**Exercise data**.
══════════

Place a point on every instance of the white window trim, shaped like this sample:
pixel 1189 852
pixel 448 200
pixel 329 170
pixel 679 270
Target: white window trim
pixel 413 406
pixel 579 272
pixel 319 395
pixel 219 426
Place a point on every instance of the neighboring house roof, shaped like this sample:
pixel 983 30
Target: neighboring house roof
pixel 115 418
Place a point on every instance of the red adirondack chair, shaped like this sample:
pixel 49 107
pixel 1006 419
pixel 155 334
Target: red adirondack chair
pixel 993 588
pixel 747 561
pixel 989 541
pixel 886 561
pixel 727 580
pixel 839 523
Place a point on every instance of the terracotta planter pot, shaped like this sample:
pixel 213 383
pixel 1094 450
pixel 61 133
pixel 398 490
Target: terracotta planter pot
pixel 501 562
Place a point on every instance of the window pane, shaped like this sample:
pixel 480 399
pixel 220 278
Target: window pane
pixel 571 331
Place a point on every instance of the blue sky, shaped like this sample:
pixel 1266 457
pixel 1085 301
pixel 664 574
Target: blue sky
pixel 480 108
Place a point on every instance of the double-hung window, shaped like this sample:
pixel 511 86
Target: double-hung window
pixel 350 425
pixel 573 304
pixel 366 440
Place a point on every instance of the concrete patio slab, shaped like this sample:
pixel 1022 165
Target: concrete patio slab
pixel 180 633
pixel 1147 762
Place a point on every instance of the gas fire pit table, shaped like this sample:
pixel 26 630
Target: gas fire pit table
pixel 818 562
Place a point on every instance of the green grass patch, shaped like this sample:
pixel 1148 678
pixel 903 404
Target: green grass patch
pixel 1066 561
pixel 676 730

══════════

**Stated task**. Reproduce all of the data above line for line and word for word, with nothing added, dropped, or changed.

**Expected answer**.
Place a point on every instance of the white window trim, shaped like this sample:
pixel 1189 852
pixel 448 200
pixel 329 170
pixel 679 270
Target: white window trim
pixel 413 406
pixel 579 272
pixel 319 395
pixel 219 426
Place a point on every instance of the neighboring house roof, shaped like this sample:
pixel 983 30
Target: neighboring house roof
pixel 115 418
Place a point on every instance of the red adirondack chair, shaped like this sample:
pixel 49 107
pixel 1006 419
pixel 155 334
Target: red adirondack chair
pixel 993 588
pixel 747 561
pixel 989 541
pixel 886 561
pixel 727 580
pixel 839 523
Place a point on every instance of the terracotta planter pot, shaped like this sample:
pixel 213 383
pixel 1094 450
pixel 61 133
pixel 398 490
Target: terracotta planter pot
pixel 501 562
Place a point on every instance of the window pane, shaped like this sample:
pixel 480 399
pixel 220 278
Target: window pane
pixel 571 331
Place a point on every instance of the blue sky, shaped like this sample:
pixel 1266 457
pixel 1085 301
pixel 664 574
Target: blue sky
pixel 480 108
Place a point on every instance of the double-hung window, shaped like this sample:
pixel 511 86
Target: double-hung window
pixel 350 425
pixel 573 304
pixel 366 440
Place a point on every instance of the concrete patio slab, shaped like this sample:
pixel 1022 165
Target: concrete patio slab
pixel 180 633
pixel 1147 762
Place a point on every instance of the gas fire pit table, shaped like this sample:
pixel 26 630
Target: gas fire pit table
pixel 818 562
Place a point on every instance of the green grass patch, shaped like this sample:
pixel 1148 678
pixel 903 404
Target: green grass patch
pixel 1066 561
pixel 676 730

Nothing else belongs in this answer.